## [To be done]
Reproduce the items below without any change, starting at the line containing "Question. Identify every instance of the pantry" and ending at the final line of the items.

## [Records for this task]
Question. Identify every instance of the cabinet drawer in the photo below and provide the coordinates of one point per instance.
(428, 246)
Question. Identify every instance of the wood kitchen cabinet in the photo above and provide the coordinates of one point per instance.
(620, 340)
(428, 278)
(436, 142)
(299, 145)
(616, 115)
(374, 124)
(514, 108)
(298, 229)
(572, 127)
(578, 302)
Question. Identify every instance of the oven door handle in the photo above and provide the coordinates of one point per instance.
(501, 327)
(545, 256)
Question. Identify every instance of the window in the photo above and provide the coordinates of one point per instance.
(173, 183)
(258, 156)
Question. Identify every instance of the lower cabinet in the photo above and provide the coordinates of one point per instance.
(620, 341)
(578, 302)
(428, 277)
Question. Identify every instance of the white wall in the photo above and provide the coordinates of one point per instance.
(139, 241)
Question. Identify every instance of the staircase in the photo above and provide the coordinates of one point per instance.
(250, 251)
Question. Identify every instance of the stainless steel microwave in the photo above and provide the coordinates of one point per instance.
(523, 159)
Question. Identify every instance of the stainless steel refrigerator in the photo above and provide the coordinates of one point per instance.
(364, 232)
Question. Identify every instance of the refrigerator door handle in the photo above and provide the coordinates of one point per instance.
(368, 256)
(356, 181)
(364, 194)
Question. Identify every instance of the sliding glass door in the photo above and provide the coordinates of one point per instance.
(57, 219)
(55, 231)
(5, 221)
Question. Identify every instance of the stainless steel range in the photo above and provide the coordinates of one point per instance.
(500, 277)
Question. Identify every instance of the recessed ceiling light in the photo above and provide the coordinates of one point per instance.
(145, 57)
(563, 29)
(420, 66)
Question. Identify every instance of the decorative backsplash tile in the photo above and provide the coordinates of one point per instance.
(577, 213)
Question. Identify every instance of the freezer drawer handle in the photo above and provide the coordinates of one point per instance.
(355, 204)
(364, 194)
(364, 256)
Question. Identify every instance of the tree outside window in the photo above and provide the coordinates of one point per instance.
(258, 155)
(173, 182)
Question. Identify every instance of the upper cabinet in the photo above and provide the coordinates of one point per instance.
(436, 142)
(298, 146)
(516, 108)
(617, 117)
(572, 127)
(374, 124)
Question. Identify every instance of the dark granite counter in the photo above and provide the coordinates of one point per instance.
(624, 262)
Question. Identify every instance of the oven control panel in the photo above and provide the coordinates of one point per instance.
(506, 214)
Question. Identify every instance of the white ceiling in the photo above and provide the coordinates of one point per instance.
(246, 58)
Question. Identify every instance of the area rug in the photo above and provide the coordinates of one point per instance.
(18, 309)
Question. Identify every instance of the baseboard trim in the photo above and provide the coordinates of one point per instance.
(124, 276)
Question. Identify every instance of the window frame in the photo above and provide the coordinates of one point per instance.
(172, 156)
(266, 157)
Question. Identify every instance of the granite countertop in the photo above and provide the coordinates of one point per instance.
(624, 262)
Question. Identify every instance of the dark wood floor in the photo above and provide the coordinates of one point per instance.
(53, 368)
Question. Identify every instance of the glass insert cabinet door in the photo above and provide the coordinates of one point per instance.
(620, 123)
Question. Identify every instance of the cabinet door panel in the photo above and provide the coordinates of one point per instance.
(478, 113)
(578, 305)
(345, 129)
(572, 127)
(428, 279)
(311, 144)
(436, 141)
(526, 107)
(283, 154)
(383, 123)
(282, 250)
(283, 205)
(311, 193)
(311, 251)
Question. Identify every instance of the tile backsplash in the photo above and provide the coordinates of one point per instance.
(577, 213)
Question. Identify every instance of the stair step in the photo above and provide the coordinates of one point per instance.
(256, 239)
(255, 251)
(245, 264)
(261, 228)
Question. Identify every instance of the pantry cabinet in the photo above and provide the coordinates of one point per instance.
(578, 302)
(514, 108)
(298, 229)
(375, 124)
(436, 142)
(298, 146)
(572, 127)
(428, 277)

## [Solution for this problem]
Question. Identify every instance of the pantry cabinet in the photo above and provide the coordinates of one point per instance.
(578, 302)
(514, 108)
(298, 229)
(375, 124)
(436, 142)
(298, 146)
(572, 127)
(428, 277)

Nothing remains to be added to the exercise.